#### Directions for this task
Replace "small white bowl" with "small ceramic bowl" in the listing below, starting with the line containing "Report the location of each instance of the pink poster" and going on through the line containing "x=675, y=287". Return only those lines, with nothing else changed.

........

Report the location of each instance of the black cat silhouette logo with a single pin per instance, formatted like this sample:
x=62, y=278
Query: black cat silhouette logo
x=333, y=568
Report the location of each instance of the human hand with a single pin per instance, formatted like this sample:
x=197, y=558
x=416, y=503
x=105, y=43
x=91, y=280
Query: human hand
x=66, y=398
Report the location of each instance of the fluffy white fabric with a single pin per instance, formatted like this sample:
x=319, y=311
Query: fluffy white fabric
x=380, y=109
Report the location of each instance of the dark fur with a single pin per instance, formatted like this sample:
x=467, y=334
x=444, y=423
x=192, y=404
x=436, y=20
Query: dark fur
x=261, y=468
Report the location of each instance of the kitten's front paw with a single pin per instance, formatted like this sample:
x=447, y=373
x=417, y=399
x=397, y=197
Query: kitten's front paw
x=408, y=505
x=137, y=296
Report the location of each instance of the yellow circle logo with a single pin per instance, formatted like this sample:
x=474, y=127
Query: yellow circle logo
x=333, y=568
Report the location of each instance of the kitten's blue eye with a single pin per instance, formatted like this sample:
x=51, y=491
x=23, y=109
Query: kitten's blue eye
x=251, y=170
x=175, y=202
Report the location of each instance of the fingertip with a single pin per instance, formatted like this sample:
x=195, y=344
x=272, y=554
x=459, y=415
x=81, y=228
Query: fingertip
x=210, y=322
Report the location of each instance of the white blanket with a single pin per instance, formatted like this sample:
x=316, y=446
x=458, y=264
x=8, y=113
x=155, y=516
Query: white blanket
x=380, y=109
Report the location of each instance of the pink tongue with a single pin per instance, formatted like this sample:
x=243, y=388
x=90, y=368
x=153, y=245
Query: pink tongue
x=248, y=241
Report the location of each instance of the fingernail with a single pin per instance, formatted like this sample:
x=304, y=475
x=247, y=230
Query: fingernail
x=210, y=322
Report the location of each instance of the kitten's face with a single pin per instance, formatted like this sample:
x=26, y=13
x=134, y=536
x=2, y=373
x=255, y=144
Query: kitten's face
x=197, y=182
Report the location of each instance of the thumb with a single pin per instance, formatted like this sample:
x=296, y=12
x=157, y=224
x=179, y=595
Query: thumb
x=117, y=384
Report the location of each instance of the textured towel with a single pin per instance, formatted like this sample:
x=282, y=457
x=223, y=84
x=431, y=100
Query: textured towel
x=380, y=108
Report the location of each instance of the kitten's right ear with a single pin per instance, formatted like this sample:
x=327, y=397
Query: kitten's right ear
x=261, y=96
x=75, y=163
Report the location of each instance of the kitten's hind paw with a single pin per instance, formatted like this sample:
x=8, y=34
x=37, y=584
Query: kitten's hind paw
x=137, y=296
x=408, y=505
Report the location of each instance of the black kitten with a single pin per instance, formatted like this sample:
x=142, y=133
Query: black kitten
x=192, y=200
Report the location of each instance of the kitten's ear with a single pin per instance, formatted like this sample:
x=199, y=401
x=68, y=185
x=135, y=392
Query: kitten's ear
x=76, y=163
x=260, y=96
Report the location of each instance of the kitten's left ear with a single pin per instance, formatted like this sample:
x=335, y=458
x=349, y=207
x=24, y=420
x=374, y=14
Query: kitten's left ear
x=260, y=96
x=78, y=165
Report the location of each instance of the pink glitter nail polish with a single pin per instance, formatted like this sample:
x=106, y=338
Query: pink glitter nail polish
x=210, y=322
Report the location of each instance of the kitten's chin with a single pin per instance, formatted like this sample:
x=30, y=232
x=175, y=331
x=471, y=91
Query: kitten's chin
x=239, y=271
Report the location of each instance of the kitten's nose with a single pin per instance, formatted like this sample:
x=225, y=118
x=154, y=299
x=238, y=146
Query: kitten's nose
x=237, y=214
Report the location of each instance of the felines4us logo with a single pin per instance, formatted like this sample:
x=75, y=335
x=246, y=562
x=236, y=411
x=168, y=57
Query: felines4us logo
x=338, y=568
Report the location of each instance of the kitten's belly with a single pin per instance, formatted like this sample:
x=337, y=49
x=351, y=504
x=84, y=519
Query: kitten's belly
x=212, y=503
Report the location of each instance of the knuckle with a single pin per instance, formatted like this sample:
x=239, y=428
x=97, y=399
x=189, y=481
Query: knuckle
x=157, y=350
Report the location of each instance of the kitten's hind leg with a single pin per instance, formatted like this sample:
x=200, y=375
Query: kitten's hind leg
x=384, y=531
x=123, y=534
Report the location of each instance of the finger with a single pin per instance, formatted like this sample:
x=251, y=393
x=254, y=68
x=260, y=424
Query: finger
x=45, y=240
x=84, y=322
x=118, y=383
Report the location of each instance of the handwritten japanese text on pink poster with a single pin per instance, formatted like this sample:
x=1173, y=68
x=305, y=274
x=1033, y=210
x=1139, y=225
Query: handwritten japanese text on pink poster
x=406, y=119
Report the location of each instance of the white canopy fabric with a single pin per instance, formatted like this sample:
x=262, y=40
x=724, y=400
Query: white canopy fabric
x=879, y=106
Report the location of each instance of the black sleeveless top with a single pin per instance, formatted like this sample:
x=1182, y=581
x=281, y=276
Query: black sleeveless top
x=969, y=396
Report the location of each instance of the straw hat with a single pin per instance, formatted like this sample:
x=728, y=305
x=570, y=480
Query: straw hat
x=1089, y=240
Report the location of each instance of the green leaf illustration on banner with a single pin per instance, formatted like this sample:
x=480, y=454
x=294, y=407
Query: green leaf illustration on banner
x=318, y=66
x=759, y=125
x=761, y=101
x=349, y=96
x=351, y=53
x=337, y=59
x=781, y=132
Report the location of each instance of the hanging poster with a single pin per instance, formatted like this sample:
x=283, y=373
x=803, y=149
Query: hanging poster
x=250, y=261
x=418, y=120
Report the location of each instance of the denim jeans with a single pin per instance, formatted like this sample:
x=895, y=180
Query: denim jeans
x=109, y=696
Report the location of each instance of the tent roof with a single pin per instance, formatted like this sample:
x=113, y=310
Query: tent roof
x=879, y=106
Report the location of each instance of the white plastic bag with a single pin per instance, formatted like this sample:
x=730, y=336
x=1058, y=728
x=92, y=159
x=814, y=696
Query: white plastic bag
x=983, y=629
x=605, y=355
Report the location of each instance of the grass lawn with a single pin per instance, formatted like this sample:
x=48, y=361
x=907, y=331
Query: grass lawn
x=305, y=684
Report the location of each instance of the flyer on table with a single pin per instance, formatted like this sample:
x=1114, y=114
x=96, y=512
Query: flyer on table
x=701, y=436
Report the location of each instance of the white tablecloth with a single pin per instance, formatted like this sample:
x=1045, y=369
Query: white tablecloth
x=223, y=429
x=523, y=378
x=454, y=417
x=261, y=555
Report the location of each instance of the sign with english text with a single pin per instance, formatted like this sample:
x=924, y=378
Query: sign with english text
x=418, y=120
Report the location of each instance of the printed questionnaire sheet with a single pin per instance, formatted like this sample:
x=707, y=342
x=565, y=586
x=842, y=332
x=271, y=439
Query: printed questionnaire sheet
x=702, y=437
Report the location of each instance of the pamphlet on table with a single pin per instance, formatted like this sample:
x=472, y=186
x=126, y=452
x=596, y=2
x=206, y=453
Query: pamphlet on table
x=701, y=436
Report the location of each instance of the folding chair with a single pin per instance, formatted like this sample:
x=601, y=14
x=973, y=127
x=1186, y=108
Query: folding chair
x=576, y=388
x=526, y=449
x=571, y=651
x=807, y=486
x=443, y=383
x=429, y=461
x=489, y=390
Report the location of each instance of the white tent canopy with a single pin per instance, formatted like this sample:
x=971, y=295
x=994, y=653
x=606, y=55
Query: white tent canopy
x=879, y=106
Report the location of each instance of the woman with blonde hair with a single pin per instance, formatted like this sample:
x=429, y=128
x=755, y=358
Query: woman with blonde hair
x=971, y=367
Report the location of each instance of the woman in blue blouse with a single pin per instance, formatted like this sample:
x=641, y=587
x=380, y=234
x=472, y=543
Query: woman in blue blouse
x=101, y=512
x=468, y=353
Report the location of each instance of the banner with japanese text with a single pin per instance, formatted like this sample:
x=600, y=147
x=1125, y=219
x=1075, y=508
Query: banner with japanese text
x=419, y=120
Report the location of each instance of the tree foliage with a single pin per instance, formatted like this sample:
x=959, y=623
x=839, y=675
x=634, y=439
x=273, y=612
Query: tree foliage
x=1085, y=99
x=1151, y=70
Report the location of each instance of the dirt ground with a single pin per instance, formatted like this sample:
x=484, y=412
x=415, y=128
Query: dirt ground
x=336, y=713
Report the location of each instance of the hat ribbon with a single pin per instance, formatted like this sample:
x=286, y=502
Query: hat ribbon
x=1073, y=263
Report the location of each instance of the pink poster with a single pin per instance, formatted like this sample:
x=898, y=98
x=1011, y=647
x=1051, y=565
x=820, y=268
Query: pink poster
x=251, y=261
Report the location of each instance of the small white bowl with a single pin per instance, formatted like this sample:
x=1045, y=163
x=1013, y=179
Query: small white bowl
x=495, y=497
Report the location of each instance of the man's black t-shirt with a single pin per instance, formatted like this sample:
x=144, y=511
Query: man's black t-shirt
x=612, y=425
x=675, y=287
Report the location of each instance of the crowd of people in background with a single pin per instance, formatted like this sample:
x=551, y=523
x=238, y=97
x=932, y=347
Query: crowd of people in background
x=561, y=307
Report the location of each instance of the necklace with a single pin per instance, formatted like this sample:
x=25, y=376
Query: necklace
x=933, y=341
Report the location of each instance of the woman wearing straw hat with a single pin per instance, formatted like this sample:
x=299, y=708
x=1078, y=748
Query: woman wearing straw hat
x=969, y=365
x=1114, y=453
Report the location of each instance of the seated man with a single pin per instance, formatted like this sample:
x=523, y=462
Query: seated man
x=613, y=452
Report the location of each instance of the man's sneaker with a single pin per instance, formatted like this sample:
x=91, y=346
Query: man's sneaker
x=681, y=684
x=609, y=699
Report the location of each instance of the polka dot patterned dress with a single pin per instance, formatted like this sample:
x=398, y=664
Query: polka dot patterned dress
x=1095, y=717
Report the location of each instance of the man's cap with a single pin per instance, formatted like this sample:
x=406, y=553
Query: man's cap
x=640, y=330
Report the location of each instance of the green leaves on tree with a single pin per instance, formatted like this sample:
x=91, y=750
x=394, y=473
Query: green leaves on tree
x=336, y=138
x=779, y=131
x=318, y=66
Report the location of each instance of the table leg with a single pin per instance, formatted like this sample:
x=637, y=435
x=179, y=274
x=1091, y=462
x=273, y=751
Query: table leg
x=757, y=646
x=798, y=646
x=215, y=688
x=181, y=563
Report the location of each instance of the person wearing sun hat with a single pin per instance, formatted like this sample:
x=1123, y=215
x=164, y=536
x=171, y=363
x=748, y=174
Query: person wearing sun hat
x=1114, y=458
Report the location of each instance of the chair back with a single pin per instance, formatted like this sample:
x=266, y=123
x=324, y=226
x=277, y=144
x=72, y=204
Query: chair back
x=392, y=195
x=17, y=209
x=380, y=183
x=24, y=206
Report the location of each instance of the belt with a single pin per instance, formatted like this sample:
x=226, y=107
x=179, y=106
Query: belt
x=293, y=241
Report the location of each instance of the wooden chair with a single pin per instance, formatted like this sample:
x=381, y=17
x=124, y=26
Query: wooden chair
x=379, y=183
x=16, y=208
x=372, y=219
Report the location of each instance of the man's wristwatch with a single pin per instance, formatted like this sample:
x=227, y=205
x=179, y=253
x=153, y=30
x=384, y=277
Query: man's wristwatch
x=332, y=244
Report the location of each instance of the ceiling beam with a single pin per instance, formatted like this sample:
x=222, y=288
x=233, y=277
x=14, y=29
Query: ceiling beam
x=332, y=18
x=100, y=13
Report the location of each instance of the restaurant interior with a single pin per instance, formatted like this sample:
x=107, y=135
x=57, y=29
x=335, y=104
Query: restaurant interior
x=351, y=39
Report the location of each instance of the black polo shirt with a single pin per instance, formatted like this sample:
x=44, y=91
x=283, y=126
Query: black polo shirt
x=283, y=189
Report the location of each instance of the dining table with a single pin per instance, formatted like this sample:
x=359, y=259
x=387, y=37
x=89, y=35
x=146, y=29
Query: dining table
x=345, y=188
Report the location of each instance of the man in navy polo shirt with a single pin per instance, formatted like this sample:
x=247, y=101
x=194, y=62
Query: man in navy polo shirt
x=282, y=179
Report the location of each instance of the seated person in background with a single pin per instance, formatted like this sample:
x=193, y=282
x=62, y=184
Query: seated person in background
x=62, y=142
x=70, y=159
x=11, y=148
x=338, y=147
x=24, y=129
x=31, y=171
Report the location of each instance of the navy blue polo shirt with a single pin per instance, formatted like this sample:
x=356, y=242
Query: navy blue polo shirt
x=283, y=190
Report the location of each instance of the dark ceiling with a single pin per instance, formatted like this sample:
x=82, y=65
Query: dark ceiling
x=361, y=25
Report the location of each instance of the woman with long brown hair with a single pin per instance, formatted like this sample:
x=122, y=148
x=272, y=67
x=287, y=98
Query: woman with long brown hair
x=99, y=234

........

#### Result of this task
Report the location of each instance of the pink poster with a single pin per instance, formatted like this sample:
x=898, y=98
x=1011, y=647
x=1051, y=565
x=820, y=268
Query: pink poster
x=251, y=261
Report the location of each instance of the small ceramic bowl with a single pin per instance, formatted like this sample:
x=1045, y=163
x=1013, y=179
Query: small ceramic bowl
x=495, y=497
Report the location of each instance of the man's black t-shirt with a single pin per instance, formatted like this sample:
x=144, y=511
Query: man's black t-shirt
x=612, y=425
x=675, y=287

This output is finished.